■ WHAT THE TASK REQUIRES ■
Reproduce the part of the Chris Camozzi profile that opens with the words containing "Camozzi wasn’t one" and closes with "into the UFC.", swapping "alternate" for "reserve".

■ SOURCE EXCERPT ■
>>>
“The bigger the crowd the better. I would fight at the Super Bowl if I could, which is basically what this is gonna be. It’s a huge arena and I like being in a big crowd like that. It kinda amps me up even more because you don’t want to go in there and get your ass kicked in front of thousands and thousands of people."
In a tiny Colorado apartment without a phone, Chris Camozzi would have watched as his future seemingly passed him by, but as luck would have it, he didn’t have cable television either. Instead, he could just imagine what was going on in Las Vegas as a bunch of middleweight prospects fought for the right to make it into the competition for The Ultimate Fighter season seven title.
Camozzi wasn’t one of those selected, as he just missed the cut and instead was given a spot as an alternate. That call to replace an injured or ousted fighter never came though, and as 2008 dawned, it was back to the drawing board to find another route into the UFC.
“I worked my ass off to get on that show,” he said. “I tried out for season seven and they had me as the alternate, so I never got to make it to the actual tournament and that was pretty devastating at the time.”
But Camozzi, as his current job description denotes, is a fighter. It was something he realized as a hobby to keep him busy after playing rugby at Fort Lewis College turned into an obsession. So he quit his day job and picked up a night gig as a bouncer in Denver in order to train full-time.
“I was hooked on training and once I had my first amateur fight and got to get in the ring in front of a crowd, I had a lot of fun with it and after that first one I decided to dedicate all my time and effort to it.”
But his first big opportunity turned into a dead end. What do fighters do? They put a nose to the grindstone and find another way. Camozzi’s other way led him back to the local fight circuit, and after picking up his 12th pro win, a submission victory over UFC vet Chad Reiner in November of 2009, he got another shot at making the Ultimate Fighter cast. This time, he made the cut and was given the opportunity to fight his way into the house for season 11.
He won his fight, scoring an exciting decision victory over Victor O’Donnell. Then disaster struck, as it was discovered that he broke his jaw in the bout. He didn’t care. But it didn’t matter, as he was sent home without the opportunity to compete for the six figure UFC contract. Yet despite not even fighting on the show after that first bout, Camozzi’s name was still on the mind of fans who respected his willingness to scrap even while injured.
“I watched every season of the show and I’d see all these guys complain, and I said that if that was ever me, I’d do everything I could to stay there,” he explains. “It’s still that way now. If I break a bone in my next fight, I’m not gonna quit there. I’m gonna go until I physically can’t. Broken bones and everything will heal.”
Camozzi’s jaw did heal, he got back in the gym, and even received a call to fight on the TUF 11 finale card against James Hammortree in June. He accepted the bout and fought like he had been in the Octagon for years as he delivered a clear-cut three round unanimous decision victory.
<<<
■ EXCERPTED DATA ■
>>>
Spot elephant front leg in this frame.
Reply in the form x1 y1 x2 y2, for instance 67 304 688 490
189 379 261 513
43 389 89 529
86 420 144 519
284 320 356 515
<<<
■ ANSWER FOR THIS EXERCISE ■
Camozzi wasn’t one of those selected, as he just missed the cut and instead was given a spot as an reserve. That call to replace an injured or ousted fighter never came though, and as 2008 dawned, it was back to the drawing board to find another route into the UFC.